• What you should do
Reproduce the data starting at the line that contains "One pin marks each instance of the white kitchen" and ending at the line that contains "x=106 y=193", renaming each occurrence of "cabinet" as "cupboard". Leave everything else in those lines unchanged.

[BEGIN]

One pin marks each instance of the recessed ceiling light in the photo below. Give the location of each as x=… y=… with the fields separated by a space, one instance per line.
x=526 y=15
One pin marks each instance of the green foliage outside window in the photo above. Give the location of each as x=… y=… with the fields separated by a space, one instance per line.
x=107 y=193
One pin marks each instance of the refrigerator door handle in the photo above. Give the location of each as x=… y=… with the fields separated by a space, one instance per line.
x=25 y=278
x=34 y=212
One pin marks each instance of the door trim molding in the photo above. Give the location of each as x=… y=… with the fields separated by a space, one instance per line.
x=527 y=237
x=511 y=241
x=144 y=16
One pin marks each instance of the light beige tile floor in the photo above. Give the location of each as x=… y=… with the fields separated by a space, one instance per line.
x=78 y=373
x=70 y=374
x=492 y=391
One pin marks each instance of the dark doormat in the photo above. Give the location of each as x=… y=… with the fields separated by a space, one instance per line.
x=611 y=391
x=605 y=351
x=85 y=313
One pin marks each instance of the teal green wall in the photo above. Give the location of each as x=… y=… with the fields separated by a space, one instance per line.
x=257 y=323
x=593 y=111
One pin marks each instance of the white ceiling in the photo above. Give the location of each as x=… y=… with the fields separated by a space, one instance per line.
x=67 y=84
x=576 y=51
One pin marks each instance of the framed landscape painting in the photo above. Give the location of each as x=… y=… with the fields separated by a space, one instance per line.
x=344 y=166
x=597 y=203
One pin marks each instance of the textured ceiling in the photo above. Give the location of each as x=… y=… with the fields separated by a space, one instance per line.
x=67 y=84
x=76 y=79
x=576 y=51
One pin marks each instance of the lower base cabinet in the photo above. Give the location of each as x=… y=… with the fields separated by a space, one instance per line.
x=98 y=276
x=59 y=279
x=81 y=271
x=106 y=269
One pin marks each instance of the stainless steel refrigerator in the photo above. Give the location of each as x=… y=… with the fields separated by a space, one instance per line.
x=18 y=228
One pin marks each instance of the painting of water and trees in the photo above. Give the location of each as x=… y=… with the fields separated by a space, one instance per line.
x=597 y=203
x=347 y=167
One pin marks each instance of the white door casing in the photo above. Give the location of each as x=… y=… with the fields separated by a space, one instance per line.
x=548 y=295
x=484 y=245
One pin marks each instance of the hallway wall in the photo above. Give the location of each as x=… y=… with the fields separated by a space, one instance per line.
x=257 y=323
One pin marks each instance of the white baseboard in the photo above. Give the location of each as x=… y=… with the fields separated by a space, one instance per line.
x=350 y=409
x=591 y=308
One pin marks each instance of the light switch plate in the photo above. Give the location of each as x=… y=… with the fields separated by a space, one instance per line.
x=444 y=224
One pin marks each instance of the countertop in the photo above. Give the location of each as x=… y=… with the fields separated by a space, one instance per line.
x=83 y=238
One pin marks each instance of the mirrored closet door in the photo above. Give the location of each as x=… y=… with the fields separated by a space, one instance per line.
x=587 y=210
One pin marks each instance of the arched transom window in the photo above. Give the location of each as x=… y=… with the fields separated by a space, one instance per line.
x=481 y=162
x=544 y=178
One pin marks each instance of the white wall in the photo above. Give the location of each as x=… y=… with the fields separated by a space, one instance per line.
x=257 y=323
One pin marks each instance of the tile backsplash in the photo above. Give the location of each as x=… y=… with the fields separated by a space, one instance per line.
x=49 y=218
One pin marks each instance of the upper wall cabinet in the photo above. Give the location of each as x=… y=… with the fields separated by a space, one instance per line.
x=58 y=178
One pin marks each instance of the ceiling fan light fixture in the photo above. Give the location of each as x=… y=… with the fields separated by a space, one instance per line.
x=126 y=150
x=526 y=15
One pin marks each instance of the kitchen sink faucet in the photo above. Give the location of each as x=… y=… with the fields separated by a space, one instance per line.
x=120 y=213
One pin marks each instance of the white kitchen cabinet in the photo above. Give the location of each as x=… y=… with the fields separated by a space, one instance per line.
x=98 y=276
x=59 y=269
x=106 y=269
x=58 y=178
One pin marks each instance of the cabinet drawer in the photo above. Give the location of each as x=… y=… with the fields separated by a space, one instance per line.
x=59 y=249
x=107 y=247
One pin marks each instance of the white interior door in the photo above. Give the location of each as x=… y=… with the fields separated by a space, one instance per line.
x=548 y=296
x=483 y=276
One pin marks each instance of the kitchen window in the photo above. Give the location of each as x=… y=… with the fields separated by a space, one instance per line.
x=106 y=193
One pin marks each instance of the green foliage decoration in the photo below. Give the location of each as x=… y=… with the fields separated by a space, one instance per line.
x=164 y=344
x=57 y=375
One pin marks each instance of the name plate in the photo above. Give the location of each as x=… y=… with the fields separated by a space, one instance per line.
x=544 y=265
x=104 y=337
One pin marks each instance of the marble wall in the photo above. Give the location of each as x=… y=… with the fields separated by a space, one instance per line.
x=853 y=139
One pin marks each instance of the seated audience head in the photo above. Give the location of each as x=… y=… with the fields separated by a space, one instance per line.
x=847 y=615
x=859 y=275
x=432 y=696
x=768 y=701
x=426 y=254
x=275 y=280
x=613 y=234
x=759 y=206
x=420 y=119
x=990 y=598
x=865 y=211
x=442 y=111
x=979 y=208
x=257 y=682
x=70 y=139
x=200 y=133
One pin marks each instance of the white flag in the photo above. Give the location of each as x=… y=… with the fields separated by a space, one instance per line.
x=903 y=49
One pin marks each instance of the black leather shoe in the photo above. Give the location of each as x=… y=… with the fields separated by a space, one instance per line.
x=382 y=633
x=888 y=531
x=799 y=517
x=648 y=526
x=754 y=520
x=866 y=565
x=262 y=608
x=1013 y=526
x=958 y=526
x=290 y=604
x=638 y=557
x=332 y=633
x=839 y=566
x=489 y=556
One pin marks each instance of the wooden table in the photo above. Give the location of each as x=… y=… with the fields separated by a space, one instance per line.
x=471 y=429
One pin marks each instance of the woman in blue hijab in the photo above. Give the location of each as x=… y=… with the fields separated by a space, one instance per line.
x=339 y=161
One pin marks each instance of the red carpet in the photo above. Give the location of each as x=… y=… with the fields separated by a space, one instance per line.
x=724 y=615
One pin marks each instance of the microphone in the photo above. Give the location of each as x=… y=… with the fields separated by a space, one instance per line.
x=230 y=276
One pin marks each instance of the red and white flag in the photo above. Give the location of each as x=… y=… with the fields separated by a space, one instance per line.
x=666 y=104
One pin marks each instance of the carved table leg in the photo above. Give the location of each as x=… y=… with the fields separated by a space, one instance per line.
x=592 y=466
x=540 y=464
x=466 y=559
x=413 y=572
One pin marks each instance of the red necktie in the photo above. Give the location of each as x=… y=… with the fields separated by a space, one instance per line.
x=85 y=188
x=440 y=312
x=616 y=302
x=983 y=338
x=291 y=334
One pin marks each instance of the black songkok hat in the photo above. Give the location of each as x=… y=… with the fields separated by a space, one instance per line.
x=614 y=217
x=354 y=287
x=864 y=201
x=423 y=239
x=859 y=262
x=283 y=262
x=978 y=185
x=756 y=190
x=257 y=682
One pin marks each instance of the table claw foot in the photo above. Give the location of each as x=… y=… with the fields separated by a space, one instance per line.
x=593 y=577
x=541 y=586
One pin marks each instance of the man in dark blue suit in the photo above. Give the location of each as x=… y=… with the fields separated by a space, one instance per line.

[END]

• The reply
One pin marks each instance of the white kitchen cupboard in the photo above. Give the location of each as x=… y=… with the fields separated by a space, one instance per line.
x=98 y=276
x=59 y=269
x=106 y=269
x=58 y=178
One pin marks each instance of the cupboard drawer in the photo above. Give the location of each as x=… y=… with the fields separated by a space, one instance per line.
x=59 y=249
x=107 y=247
One pin marks each instance of the white interior door in the photo above. Give the location of each as x=… y=… with the fields separated by a space, one instance per line.
x=548 y=296
x=483 y=276
One pin marks each instance of the kitchen window in the photo above. Give the location of each as x=… y=… with the fields separated by a space, one instance per line.
x=106 y=193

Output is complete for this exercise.